Quoted passage
Exclusive to GigaOM: Over the next 12 months, T-Mobile USA will bolt thousands of new LTE antennas to its cell towers, utilizing a technique called 4X2 MIMO. It’s not LTE-Advanced, but it will create a faster and more resilient network.

Cell Tower and Osprey

T-Mobile USA has been talking some smack lately about how its brand-spanking-new LTE network gives it an edge over the competition. Being the last major U.S. carrier to launch LTE means T-Mobile is using the most up-to-date radio access gear and is thus better positioned to implement future LTE-Advanced techniques and other fancy next-generation network technologies.

T-Mobile, though, has been short on specifics, so far keeping mum on what particular tweaks it plans to make that will beat out its rivals. But talking to T-Mobile’s equipment vendors, GigaOM has learned some of those details of its network roadmap. The most impressive upgrade on its list is a plan to blanket its network with extra antennas in order to achieve significant performance gains.

Required task 1
Reproduce the T-Mobile LTE article above word for word, from "Exclusive to GigaOM: Over" down to "next-generation network technologies.".
Required task 2
Condense the paragraph of the T-Mobile LTE article that begins "T-Mobile USA has been talking some smack" into a shorter version that keeps its main facts.
Required task 3
Pick up the T-Mobile LTE article where it stops and continue writing it.

Records provided
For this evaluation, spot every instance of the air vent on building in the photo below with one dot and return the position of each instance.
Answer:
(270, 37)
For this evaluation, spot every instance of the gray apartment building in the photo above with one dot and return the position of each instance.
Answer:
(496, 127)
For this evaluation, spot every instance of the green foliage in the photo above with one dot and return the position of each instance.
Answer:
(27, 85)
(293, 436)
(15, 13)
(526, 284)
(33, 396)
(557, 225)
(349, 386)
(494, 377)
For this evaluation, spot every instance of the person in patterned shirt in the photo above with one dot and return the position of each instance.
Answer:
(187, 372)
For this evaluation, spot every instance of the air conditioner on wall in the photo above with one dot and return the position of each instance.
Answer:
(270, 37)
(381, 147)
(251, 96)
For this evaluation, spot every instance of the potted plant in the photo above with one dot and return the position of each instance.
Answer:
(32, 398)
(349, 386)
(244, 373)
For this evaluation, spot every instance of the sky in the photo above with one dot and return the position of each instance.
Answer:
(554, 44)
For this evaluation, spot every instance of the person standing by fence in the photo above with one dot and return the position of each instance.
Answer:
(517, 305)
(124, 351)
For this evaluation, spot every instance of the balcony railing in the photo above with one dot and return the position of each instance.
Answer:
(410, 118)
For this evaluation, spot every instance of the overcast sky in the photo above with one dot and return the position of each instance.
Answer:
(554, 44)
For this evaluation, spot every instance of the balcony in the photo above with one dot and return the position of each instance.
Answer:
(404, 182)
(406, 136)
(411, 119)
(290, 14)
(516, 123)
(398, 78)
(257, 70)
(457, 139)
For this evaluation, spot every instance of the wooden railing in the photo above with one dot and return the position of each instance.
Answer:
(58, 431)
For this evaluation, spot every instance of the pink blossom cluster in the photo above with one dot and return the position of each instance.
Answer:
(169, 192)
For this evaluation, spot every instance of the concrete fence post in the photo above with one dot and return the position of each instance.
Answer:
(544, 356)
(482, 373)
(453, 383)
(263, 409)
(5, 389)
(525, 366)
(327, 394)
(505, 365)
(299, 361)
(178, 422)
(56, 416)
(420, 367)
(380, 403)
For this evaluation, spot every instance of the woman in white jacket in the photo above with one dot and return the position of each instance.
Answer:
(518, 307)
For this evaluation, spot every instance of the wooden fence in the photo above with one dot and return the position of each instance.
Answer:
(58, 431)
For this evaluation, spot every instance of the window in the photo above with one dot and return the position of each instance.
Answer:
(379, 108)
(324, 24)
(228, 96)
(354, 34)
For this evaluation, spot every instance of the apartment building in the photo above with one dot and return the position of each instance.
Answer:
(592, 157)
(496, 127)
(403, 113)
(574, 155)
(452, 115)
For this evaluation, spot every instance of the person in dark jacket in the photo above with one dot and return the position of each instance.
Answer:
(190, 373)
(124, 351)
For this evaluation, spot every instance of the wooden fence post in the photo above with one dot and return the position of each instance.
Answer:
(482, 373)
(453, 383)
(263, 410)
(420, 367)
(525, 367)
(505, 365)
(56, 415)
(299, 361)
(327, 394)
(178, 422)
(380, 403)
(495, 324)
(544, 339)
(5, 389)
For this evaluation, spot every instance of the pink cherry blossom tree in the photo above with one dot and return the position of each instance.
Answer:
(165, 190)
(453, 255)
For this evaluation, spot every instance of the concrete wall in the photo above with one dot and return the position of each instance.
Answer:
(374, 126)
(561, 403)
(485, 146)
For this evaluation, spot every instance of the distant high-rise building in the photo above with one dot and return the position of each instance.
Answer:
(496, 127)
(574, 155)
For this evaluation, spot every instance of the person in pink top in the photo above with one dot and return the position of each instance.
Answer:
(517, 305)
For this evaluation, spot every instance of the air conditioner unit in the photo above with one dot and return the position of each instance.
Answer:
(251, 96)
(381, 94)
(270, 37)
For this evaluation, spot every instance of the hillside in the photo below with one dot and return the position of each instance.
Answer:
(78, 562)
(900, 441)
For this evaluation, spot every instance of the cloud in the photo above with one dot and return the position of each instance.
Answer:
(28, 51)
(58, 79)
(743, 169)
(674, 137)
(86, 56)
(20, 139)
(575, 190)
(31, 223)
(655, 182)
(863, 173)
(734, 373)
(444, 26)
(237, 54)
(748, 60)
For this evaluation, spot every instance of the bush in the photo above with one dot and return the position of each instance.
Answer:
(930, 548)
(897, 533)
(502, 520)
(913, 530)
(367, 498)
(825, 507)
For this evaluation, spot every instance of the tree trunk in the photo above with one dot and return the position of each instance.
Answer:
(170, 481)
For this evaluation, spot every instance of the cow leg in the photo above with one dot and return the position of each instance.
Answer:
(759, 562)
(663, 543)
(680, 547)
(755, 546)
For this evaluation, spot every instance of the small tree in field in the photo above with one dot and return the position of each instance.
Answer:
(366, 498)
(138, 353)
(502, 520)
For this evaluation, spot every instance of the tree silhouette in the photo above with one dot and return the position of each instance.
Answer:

Final result 1
Exclusive to GigaOM: Over the next 12 months, T-Mobile USA will bolt thousands of new LTE antennas to its cell towers, utilizing a technique called 4X2 MIMO. It’s not LTE-Advanced, but it will create a faster and more resilient network.

Cell Tower and Osprey

T-Mobile USA has been talking some smack lately about how its brand-spanking-new LTE network gives it an edge over the competition. Being the last major U.S. carrier to launch LTE means T-Mobile is using the most up-to-date radio access gear and is thus better positioned to implement future LTE-Advanced techniques and other fancy next-generation network technologies.

Final result 2
T-Mobile USA has lately been boasting that its brand-new LTE network gives it an edge over competitors. It was the last major U.S. carrier to launch LTE, so it uses the most up-to-date radio access gear. That leaves it better positioned to implement future LTE-Advanced techniques and other next-generation network technologies.

Final result 3
speedometerThe smart antenna technique is called 4×2 MIMO (shorthand for Multiple Input-Multiple Output) and T-Mobile will be among the first if not the first global operator to implement it. Those of you familiar with 4G probably have already heard of 2X2 MIMO, which is used in all LTE networks today. It sends the same data transmission over parallel paths from two antennas at the tower, which are then picked up by two antennas at the receiver. 4X2 MIMO actually doubles the number of antennas — and thus the number of transmission paths — at the tower while the number of antennas in the device remains the same.

In English, that means there are a lot more signals flying at your smartphone, and there will be a lot more antennas at the tower to pick up your phone’s generally weaker return signals. That increases your chance of getting a decent link at the edge of a cell’s coverage zone where connection speeds tend to trail off. 4X2 MIMO won’t increase the maximum speed of the network beyond its 50-to 75-Mbps theoretical limits, but it will ensure that customers at the fringes of the network get much better connections.

How much better? Nokia Siemens Networks North American head of technology Petri Hautakangas said that in lab trials, T-Mobile and NSN are seeing speed gains at the cell edge as high as 100 percent on the uplink and anywhere from a 50 percent to 60 percent increase in downlink bandwidth. Simple geometry means overall network gains would be big (the further the distance from the tower the more space is covered). The end result is a big boost in the real-world capacity of the cell — it can support more simultaneous connections while making more of those connections faster and more resilient.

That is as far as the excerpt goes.